Data excerpts
----------
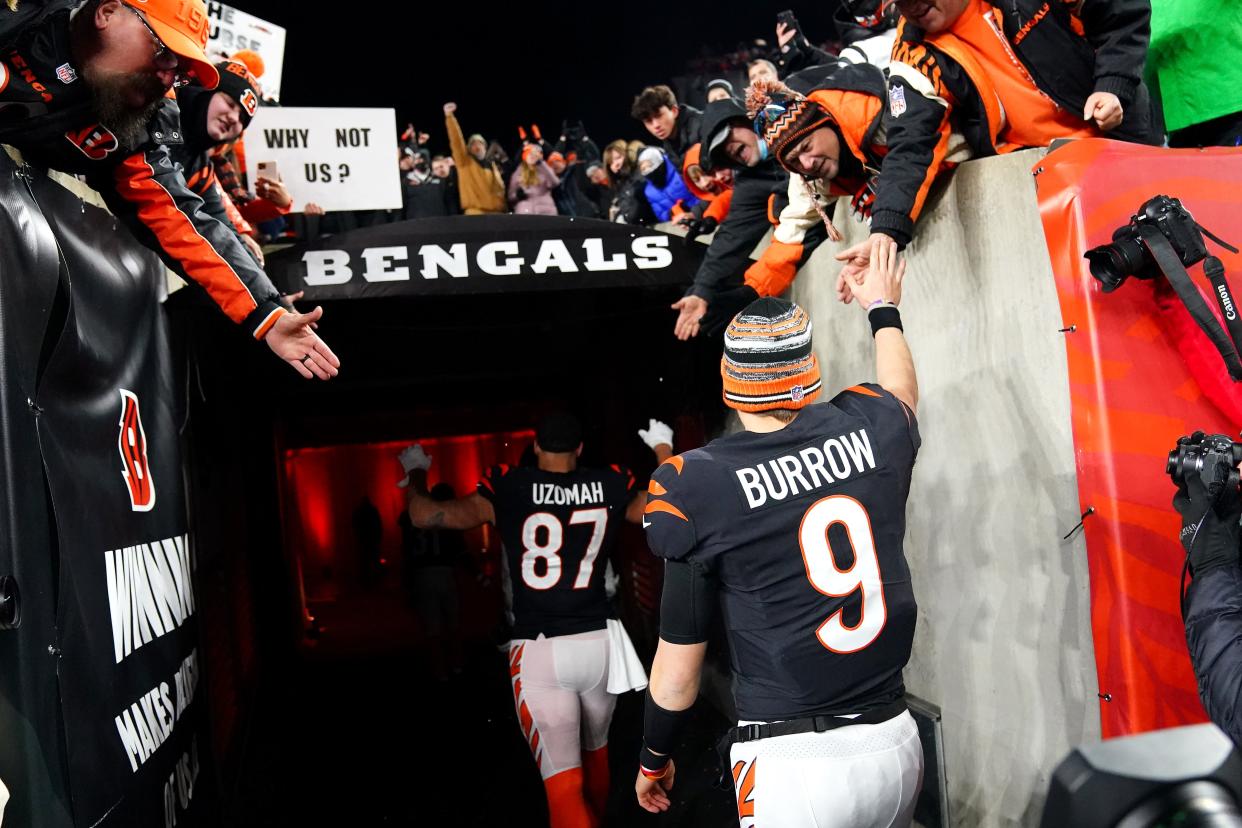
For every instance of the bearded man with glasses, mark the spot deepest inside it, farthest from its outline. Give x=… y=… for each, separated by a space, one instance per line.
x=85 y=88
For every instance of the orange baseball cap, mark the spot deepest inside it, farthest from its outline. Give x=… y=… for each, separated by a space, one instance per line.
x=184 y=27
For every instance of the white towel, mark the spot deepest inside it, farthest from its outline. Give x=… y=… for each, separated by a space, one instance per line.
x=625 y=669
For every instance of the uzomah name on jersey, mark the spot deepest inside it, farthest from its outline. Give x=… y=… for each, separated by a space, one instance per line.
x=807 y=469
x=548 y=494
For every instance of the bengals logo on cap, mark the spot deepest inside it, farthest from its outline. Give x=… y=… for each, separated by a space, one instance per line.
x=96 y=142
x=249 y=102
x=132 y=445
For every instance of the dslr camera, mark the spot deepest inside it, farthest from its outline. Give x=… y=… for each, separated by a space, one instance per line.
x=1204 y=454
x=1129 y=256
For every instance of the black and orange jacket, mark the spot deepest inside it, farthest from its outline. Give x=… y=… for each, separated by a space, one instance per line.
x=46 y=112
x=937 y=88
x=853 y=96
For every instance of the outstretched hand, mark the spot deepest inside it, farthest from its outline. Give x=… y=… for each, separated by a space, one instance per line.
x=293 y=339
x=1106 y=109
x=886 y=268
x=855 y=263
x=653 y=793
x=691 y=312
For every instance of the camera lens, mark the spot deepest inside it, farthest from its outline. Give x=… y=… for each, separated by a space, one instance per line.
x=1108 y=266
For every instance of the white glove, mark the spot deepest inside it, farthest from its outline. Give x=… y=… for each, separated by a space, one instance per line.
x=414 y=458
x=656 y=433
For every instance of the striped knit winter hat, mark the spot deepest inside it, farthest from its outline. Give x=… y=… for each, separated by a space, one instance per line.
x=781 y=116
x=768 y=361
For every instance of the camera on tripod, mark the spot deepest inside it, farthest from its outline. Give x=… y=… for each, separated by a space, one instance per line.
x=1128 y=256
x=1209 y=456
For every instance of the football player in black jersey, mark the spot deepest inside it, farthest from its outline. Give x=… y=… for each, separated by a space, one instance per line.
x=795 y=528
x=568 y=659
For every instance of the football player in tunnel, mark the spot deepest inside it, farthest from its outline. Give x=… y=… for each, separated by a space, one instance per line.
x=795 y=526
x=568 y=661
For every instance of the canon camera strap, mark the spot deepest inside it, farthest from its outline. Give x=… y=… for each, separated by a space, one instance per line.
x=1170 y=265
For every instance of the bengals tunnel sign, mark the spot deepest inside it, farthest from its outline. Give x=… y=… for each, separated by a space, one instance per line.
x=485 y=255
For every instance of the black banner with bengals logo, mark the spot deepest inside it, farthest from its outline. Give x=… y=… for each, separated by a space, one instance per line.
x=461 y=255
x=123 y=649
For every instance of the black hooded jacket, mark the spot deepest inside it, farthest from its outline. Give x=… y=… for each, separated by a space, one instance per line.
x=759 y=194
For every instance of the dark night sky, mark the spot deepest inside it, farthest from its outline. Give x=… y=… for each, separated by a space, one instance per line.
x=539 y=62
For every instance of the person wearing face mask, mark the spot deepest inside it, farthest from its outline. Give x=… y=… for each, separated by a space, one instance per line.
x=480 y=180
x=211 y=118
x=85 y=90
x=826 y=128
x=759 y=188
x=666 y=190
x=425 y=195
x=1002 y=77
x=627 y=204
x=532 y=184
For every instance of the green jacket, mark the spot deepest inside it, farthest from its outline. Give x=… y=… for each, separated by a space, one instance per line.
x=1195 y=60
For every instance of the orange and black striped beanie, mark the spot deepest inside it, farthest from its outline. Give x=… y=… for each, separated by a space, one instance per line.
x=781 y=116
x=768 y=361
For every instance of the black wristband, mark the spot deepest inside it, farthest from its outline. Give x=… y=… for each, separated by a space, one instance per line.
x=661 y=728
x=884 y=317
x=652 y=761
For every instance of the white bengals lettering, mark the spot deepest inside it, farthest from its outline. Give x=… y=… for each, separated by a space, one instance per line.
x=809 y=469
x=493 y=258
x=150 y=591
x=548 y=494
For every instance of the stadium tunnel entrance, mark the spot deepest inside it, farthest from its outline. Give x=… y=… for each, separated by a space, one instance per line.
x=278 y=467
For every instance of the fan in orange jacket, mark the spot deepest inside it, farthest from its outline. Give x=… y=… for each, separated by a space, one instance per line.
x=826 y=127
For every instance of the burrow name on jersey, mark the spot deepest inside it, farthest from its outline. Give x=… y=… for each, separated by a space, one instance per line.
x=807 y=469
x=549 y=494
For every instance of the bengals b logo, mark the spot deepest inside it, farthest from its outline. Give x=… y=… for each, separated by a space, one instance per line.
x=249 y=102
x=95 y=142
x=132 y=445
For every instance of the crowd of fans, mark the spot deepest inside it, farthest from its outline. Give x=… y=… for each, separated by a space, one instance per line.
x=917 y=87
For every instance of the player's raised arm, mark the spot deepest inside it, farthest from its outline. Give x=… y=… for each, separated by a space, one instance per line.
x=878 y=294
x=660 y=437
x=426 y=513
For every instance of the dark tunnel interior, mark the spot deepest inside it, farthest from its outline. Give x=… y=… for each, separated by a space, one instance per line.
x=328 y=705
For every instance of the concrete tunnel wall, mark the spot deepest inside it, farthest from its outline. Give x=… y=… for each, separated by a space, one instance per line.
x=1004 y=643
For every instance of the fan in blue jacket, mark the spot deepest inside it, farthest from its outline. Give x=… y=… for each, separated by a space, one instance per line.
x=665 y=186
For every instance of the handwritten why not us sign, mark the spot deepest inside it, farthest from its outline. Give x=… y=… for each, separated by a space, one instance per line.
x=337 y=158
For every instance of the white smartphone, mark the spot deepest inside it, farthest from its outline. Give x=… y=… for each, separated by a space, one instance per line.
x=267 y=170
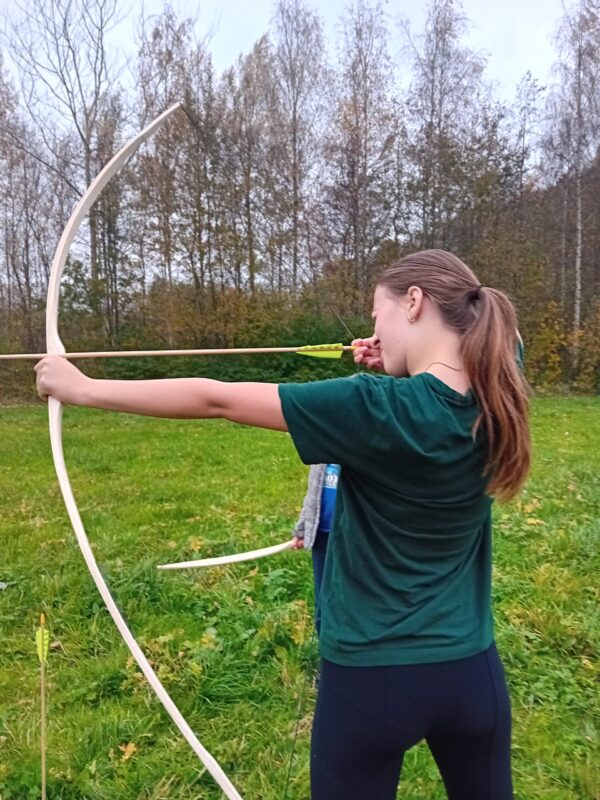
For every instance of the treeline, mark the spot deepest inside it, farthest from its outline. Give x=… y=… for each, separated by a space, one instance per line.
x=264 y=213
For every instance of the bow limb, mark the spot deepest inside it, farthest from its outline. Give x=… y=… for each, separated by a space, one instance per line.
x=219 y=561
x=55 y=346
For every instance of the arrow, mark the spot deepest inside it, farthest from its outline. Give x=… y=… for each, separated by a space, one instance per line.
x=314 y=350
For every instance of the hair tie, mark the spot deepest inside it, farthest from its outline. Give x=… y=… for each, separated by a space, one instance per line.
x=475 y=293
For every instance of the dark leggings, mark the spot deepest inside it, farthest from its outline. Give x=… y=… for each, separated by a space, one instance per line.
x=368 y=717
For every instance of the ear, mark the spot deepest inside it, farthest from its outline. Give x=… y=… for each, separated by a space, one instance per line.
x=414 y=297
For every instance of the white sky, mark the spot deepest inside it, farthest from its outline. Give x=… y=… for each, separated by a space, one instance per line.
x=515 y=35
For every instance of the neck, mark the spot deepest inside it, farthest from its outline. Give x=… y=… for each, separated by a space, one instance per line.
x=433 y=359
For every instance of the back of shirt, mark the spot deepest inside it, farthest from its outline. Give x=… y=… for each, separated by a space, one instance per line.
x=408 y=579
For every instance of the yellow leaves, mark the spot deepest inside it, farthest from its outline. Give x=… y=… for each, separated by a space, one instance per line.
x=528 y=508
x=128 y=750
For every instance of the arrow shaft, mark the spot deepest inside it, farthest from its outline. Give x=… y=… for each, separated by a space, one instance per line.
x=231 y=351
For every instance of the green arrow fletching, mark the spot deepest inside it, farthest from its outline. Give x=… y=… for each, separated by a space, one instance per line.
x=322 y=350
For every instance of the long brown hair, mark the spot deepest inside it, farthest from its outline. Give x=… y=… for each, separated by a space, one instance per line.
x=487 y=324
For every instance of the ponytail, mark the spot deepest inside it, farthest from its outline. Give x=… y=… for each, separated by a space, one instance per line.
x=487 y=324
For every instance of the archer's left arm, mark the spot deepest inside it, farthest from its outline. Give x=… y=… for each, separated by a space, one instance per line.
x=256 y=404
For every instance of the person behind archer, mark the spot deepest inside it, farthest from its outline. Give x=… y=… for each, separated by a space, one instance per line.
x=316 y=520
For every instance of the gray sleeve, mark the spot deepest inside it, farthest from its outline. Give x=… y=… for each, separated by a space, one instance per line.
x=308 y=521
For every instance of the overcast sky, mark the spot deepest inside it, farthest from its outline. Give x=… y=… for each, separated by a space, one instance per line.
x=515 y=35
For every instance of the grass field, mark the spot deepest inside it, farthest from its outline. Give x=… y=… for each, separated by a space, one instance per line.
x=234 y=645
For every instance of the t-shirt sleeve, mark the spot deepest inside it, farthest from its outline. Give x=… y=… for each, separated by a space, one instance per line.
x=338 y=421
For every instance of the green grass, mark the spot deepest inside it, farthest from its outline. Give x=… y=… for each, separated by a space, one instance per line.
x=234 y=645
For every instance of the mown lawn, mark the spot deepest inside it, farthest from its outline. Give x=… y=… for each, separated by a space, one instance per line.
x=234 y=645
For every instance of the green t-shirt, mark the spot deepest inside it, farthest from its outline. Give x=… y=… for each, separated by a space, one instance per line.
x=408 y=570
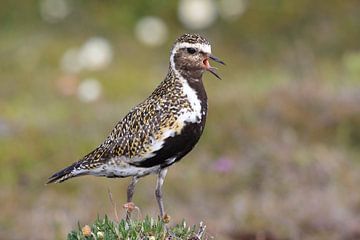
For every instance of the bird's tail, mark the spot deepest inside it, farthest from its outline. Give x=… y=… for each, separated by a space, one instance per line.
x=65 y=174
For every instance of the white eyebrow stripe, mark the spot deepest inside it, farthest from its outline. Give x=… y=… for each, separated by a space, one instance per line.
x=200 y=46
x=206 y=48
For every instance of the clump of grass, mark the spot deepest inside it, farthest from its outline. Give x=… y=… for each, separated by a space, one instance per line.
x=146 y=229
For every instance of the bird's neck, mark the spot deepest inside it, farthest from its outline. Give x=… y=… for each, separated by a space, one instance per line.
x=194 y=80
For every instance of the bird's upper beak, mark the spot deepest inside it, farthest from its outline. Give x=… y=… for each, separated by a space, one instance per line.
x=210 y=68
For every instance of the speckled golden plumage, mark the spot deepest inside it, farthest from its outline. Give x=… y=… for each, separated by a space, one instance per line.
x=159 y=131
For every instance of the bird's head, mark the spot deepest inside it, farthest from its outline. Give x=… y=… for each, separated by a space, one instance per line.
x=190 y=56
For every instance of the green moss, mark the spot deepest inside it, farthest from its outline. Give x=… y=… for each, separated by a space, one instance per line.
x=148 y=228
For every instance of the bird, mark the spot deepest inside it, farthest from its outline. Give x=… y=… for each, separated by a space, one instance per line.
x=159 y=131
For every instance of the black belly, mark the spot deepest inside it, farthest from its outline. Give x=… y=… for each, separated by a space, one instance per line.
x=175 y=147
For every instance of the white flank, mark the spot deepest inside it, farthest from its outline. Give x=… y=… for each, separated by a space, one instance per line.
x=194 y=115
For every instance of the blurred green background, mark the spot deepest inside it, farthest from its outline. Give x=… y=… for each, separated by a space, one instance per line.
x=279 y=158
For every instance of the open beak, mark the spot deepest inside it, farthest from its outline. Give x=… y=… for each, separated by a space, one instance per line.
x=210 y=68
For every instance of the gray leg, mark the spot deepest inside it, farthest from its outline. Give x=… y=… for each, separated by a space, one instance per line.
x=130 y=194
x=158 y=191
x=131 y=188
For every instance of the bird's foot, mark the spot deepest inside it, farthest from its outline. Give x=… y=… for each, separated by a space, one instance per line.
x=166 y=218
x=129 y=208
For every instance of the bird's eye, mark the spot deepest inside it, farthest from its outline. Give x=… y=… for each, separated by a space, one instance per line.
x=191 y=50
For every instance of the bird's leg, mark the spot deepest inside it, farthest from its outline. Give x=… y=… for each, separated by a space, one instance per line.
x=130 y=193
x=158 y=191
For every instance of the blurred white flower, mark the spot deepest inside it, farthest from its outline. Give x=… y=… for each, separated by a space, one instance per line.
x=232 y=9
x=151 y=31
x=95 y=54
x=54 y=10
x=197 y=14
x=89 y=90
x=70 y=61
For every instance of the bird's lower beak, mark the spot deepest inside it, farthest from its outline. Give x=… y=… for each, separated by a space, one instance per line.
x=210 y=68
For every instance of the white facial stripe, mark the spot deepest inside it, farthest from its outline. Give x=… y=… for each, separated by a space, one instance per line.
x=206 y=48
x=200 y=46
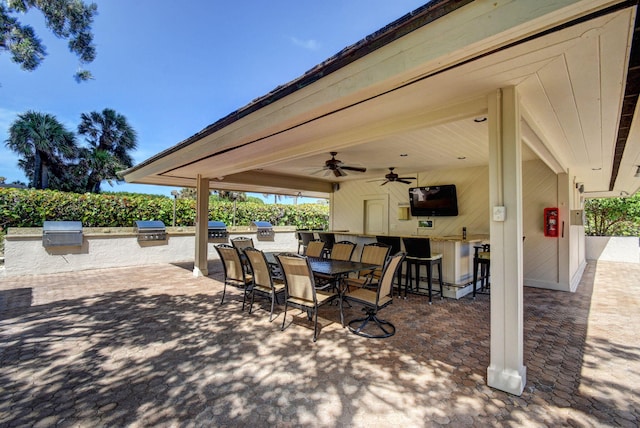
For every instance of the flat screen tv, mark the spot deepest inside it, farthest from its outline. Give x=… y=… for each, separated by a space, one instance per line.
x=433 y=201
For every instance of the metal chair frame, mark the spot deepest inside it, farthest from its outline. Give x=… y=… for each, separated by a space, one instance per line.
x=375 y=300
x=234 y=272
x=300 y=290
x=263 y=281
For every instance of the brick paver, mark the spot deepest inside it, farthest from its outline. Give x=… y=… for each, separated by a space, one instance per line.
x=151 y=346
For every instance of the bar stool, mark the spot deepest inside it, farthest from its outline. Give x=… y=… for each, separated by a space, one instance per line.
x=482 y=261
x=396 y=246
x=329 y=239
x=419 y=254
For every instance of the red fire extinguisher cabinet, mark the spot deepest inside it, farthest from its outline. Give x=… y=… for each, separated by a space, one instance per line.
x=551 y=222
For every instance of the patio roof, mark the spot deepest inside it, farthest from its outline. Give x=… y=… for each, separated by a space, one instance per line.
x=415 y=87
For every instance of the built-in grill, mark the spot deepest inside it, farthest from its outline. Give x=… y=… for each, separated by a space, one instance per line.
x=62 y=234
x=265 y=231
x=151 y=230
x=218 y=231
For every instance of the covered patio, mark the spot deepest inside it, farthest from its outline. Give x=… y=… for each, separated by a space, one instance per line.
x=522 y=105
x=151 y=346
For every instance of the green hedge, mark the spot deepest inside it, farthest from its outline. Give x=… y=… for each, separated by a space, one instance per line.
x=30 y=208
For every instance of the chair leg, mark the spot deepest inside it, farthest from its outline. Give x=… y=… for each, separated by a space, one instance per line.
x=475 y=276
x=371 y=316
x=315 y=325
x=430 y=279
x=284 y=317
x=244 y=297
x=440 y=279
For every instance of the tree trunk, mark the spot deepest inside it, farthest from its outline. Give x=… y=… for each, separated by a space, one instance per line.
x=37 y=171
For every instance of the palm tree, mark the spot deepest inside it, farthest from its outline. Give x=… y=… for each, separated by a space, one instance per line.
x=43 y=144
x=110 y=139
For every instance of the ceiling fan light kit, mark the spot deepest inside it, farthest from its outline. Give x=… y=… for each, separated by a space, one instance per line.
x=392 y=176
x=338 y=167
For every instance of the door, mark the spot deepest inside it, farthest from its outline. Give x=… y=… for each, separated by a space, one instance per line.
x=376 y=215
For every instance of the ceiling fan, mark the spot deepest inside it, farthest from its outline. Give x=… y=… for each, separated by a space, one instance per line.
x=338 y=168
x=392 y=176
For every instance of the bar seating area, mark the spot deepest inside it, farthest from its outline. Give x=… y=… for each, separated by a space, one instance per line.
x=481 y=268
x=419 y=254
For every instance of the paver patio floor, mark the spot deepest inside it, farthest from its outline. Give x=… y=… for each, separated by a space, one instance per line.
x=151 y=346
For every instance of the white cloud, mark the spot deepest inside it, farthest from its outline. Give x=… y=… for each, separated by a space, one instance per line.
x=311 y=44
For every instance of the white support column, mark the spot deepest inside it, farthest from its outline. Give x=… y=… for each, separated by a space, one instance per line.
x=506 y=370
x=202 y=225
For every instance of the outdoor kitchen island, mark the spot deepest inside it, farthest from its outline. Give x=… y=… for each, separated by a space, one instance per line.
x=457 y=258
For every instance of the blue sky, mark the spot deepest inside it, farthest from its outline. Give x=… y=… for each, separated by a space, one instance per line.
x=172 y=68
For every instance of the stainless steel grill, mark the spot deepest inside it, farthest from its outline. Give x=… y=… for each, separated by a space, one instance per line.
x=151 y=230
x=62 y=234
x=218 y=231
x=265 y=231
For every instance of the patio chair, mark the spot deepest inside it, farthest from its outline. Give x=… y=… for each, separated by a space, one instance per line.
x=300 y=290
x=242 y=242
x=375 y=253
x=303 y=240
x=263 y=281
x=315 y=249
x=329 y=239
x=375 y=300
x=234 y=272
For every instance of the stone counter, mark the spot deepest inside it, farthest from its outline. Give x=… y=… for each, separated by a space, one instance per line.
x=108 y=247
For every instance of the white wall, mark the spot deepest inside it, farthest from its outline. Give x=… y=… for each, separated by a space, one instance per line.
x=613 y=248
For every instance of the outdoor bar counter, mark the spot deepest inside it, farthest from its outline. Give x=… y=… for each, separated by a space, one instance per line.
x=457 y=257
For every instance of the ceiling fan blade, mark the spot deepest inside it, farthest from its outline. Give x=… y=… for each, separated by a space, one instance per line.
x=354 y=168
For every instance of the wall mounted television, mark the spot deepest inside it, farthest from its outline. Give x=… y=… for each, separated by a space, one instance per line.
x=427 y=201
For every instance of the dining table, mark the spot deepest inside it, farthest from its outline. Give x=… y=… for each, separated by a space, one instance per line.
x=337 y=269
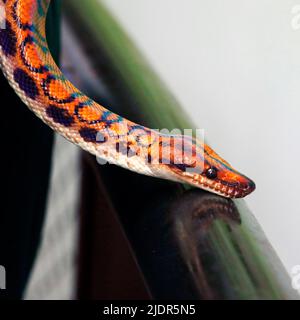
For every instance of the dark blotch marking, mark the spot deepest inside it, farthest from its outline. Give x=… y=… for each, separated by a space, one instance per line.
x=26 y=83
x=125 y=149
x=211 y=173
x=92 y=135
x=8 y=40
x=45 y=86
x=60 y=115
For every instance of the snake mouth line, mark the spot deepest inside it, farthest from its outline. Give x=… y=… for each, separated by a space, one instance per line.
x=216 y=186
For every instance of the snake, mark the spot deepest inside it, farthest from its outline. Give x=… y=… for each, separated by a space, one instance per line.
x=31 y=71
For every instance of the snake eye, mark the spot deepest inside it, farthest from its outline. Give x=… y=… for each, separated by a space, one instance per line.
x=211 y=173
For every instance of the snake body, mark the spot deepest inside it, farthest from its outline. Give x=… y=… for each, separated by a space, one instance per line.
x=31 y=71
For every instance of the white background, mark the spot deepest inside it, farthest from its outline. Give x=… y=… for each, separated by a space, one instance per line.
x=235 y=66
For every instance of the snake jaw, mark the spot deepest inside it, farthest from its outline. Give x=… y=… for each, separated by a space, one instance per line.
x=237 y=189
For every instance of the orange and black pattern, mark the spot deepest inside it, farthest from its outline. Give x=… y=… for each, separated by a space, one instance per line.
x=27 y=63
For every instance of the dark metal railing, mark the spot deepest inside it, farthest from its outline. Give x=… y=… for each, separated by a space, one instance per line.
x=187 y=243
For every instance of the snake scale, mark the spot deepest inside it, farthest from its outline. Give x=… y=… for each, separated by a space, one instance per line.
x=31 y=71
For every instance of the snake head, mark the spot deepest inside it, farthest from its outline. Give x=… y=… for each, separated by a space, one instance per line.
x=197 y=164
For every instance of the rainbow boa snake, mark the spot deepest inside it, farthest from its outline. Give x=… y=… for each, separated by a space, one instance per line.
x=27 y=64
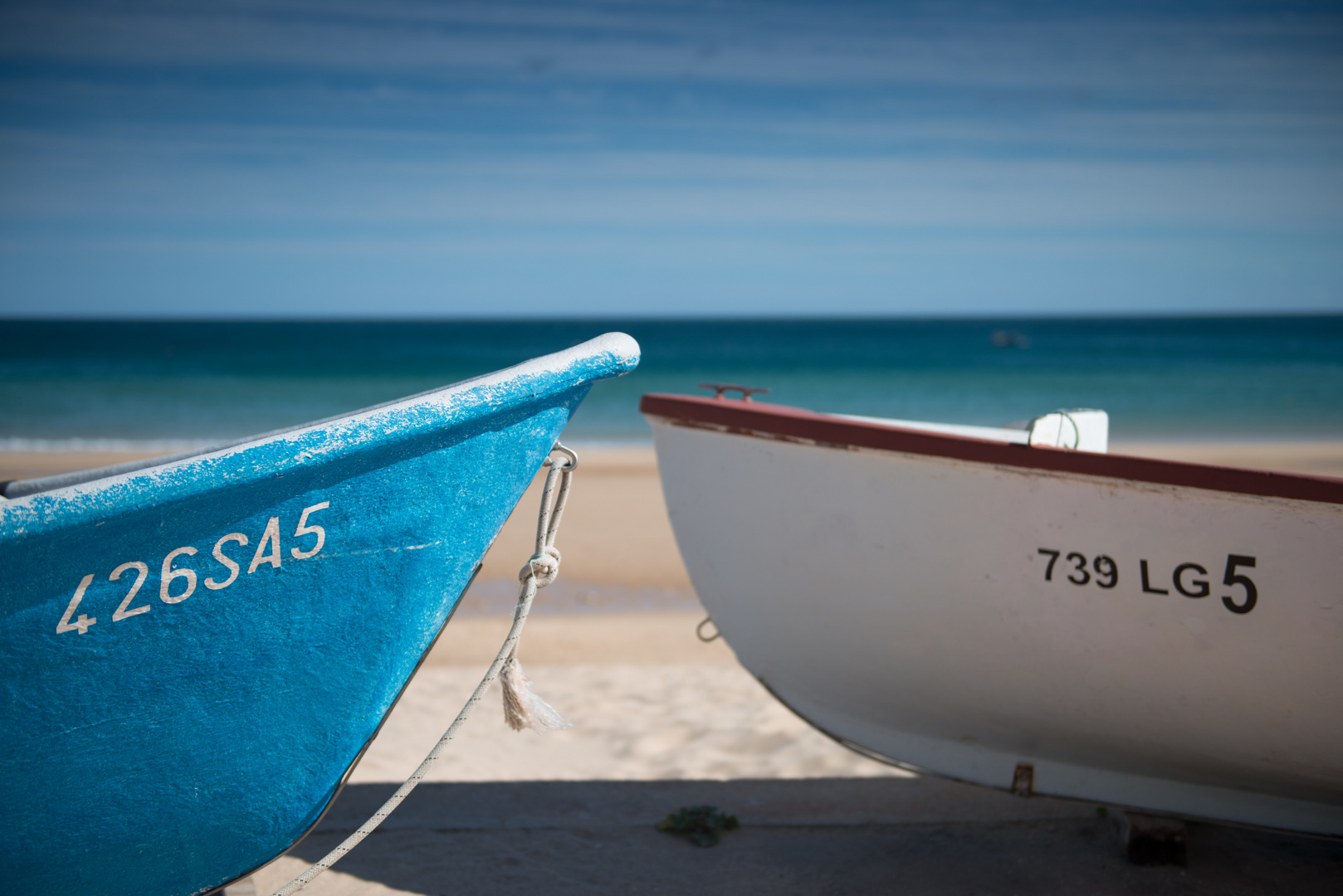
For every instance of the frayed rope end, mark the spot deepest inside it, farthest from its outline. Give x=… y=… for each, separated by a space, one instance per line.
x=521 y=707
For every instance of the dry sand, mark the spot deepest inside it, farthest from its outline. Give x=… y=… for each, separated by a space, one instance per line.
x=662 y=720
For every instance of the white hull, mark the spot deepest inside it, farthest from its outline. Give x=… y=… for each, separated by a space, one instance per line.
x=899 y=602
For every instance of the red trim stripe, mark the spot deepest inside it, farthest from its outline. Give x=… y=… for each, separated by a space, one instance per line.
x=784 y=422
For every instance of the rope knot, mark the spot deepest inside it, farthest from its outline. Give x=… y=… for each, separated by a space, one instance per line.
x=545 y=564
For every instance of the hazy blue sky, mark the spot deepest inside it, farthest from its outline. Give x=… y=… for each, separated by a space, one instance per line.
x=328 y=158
----------
**WHAT THIS TASK INVOLVES**
Beginning with the line that contains "For every instance of the rope", write out every line through the end of the entries above, exactly.

**TASK SOLUTION**
For every instance of the rope knot, mark the spot deepest inside it, farthest from its outline. Give x=… y=… for each, separated by a space, one instance per line.
x=545 y=564
For every instance of the hazy blue sky, mark the spot deepest inside it, farthest from its outline. Give x=… y=… for each, separated by a space, one instance per line.
x=328 y=158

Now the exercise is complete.